» **SHORT PROBLEM**
From the line with "Expected: for each instance of the green and" to the final line of the records, reproduce every line exactly and only those lines.

---------------

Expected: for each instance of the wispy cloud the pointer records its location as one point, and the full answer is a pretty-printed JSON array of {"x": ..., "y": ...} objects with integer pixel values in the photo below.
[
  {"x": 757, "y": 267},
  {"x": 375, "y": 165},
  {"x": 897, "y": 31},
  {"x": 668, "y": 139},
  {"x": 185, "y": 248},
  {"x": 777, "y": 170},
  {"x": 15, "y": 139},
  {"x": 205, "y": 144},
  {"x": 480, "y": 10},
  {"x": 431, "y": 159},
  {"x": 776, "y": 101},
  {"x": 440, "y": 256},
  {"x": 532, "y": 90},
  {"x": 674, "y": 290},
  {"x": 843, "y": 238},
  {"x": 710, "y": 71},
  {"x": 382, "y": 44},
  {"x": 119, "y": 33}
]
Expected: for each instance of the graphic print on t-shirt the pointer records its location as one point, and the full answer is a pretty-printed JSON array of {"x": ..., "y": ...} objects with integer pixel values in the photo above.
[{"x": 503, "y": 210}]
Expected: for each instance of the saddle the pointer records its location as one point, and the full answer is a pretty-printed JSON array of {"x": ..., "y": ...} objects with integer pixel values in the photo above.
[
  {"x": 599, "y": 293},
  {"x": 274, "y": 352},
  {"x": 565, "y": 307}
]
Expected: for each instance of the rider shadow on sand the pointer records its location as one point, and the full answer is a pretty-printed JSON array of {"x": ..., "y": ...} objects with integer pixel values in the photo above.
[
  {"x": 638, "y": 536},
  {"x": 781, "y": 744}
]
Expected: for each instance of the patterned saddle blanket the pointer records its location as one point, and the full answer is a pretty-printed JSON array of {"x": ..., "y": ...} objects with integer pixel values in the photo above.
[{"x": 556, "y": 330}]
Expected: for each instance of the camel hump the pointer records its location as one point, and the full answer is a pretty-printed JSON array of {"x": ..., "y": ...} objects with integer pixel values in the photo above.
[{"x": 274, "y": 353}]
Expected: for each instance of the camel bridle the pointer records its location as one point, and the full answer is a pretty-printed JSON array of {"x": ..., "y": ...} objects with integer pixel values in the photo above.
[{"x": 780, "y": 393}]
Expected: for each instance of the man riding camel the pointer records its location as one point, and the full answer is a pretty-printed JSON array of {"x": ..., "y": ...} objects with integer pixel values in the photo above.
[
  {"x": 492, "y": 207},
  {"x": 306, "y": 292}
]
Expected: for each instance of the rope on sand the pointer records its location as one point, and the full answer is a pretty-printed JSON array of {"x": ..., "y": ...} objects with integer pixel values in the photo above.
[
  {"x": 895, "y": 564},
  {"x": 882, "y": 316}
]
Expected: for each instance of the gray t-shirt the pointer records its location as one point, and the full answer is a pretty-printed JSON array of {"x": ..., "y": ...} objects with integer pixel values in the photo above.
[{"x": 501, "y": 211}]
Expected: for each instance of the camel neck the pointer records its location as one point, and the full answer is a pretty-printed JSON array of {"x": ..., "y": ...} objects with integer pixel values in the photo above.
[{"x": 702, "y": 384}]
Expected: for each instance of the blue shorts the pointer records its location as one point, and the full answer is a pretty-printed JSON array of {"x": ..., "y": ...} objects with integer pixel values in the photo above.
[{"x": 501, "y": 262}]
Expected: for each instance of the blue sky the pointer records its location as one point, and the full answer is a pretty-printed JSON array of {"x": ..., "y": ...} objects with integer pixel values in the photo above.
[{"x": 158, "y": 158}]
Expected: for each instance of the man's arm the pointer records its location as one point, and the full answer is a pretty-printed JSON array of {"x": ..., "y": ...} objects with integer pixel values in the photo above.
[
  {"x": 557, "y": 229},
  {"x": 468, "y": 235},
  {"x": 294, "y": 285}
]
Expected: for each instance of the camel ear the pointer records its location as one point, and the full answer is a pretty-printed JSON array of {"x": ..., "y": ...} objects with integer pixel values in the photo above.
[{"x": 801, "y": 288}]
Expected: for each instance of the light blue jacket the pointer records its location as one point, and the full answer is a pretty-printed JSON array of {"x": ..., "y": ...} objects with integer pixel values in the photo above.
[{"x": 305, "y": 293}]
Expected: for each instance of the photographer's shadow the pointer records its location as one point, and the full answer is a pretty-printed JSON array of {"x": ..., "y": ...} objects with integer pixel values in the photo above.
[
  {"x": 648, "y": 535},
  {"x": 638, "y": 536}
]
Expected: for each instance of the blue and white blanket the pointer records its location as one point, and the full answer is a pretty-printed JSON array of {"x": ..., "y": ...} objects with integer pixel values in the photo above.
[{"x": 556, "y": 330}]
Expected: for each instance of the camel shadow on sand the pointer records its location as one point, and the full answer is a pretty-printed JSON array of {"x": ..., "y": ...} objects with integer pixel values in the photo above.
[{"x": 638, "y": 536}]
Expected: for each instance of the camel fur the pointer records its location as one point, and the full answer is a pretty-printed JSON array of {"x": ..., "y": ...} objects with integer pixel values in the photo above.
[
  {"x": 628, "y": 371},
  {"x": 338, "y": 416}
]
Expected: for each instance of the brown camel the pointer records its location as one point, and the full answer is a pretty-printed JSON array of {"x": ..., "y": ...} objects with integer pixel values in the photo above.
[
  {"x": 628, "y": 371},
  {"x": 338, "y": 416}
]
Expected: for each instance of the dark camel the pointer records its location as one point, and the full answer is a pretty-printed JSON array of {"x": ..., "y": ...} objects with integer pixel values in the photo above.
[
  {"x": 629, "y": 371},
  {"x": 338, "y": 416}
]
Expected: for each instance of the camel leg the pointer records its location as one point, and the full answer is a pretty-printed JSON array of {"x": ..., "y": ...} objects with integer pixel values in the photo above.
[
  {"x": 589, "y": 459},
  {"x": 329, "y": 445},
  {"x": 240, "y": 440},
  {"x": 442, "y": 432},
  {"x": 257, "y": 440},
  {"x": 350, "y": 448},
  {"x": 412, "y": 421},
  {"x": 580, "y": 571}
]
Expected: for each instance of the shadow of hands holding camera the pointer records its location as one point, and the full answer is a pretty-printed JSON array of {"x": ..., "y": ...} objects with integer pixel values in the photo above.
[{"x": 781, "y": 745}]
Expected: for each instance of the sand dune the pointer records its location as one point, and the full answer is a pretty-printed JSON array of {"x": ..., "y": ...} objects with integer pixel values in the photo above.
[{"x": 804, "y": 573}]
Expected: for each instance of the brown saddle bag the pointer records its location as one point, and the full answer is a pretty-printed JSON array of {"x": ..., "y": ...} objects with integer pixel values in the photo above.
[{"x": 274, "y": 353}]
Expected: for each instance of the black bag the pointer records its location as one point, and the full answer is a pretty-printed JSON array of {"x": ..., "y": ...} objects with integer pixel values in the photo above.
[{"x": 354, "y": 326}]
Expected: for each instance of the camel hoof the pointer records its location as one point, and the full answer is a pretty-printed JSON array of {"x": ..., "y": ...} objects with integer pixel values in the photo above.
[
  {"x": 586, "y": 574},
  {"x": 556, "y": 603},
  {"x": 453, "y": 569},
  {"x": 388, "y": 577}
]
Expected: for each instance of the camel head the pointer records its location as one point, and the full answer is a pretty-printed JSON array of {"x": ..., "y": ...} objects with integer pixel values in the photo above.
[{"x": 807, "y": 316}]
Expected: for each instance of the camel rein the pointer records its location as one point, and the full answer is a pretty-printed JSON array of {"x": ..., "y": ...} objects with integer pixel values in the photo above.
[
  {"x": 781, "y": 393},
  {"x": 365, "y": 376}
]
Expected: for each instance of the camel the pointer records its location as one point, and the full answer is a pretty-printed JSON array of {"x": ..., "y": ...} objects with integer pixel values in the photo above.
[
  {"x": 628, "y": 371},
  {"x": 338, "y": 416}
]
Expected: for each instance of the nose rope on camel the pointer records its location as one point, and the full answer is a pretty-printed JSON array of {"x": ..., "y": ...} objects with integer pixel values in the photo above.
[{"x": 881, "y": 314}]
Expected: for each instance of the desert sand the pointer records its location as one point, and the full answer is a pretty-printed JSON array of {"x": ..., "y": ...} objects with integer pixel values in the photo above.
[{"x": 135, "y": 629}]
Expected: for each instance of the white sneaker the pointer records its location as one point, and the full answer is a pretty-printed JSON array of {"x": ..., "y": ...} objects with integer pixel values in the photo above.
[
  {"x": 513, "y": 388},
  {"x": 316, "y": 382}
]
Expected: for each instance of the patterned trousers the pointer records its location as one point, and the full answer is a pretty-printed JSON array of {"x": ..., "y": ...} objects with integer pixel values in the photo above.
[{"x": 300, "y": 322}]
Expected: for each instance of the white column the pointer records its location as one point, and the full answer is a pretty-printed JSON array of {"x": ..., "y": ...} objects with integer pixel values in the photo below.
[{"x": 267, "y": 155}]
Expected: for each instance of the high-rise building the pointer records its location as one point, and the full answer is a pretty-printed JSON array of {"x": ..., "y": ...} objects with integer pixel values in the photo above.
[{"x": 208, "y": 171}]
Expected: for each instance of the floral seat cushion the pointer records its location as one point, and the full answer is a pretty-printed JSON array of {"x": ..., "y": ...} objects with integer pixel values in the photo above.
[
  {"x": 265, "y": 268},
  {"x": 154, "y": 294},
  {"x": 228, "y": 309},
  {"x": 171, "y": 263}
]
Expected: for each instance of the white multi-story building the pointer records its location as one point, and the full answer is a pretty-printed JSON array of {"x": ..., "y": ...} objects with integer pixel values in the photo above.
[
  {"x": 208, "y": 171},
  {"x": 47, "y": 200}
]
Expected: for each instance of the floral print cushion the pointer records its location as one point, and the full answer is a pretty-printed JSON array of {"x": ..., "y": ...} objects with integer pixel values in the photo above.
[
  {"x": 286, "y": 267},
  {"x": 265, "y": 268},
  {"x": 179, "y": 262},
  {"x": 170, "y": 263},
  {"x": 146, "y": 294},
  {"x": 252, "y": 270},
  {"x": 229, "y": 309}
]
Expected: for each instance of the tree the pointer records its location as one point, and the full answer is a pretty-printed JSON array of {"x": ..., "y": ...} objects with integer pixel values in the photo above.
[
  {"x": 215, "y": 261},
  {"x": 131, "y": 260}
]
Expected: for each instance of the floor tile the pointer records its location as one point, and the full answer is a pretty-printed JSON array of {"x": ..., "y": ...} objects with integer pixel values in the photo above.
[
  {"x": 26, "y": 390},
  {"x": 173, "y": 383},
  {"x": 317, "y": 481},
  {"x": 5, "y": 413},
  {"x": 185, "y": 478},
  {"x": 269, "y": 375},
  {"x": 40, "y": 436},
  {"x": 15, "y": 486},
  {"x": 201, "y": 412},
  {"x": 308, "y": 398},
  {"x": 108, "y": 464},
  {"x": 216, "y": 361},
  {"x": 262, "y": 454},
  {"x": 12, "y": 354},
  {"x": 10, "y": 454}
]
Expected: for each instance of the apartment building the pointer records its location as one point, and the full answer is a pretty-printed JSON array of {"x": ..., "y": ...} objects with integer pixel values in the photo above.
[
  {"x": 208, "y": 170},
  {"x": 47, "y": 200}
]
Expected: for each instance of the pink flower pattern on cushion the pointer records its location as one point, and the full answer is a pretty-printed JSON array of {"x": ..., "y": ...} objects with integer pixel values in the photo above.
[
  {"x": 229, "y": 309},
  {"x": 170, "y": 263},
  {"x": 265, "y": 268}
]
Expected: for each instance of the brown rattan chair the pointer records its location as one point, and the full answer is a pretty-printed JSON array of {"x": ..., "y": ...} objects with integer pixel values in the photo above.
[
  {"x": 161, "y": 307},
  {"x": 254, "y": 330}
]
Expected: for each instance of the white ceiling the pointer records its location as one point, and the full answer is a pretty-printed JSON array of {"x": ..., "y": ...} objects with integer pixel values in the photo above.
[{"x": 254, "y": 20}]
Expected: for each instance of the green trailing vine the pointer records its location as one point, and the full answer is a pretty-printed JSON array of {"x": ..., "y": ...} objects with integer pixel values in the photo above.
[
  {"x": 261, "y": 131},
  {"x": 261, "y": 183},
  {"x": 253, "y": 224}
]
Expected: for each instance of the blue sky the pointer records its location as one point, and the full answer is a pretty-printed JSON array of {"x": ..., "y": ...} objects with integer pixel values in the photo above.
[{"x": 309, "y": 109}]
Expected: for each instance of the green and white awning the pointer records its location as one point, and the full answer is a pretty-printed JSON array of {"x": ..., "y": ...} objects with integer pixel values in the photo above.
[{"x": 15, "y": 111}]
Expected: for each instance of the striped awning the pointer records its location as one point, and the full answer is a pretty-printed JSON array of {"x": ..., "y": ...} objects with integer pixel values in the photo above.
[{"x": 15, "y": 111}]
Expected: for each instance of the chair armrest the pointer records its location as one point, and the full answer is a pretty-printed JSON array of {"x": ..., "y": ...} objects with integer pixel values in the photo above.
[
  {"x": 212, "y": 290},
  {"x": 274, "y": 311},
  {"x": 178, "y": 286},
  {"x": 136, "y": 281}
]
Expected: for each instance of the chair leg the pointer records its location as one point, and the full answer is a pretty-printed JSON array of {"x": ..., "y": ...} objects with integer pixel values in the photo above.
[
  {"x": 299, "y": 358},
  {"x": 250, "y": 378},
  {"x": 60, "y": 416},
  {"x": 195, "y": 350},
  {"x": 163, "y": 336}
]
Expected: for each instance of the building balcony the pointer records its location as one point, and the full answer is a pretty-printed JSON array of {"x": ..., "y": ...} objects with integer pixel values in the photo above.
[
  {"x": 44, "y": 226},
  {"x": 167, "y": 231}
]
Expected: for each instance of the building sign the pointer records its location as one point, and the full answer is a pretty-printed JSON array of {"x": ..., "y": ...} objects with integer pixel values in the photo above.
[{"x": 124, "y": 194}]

---------------

» **EXERCISE ANSWER**
Expected: for each instance of the green and white awning the pointer records its location as one point, and the full answer is a pretty-printed JSON array of {"x": ..., "y": ...} objects with integer pixel values in the photo above.
[{"x": 15, "y": 111}]
Expected: for each instance of the striped awning the pointer records its location as one point, and the full answer is a pretty-printed JSON array of {"x": ..., "y": ...} objects with integer pixel values in the photo above.
[{"x": 15, "y": 111}]
Expected: for each instance of the chair armrest the pointer records its location as one point, and the full answer is a pretty-printed JSON array of {"x": ..., "y": ...} objects with integer pixel values in the photo above.
[
  {"x": 212, "y": 290},
  {"x": 274, "y": 311},
  {"x": 178, "y": 286},
  {"x": 136, "y": 281}
]
Expected: for each instance of the chair leg the pointer records its location as one point, and the full answer is a pretty-printed JSON array of {"x": ..., "y": ...} objects with integer pixel values in the photo above.
[
  {"x": 299, "y": 358},
  {"x": 250, "y": 378},
  {"x": 60, "y": 416},
  {"x": 195, "y": 350},
  {"x": 163, "y": 336}
]
Expected: for each instance of the building balcony the pointer records its location as one point, and the full answer is a pretty-printed JSON array of {"x": ..., "y": ...} objects with integer pixel values in the photo above.
[
  {"x": 44, "y": 226},
  {"x": 167, "y": 231}
]
Expected: for each instance of the building sign the pointer records its location as one point, and the full answer is a pretty-printed JSON array of {"x": ..., "y": ...} objects with integer pixel values in the photo above.
[{"x": 124, "y": 194}]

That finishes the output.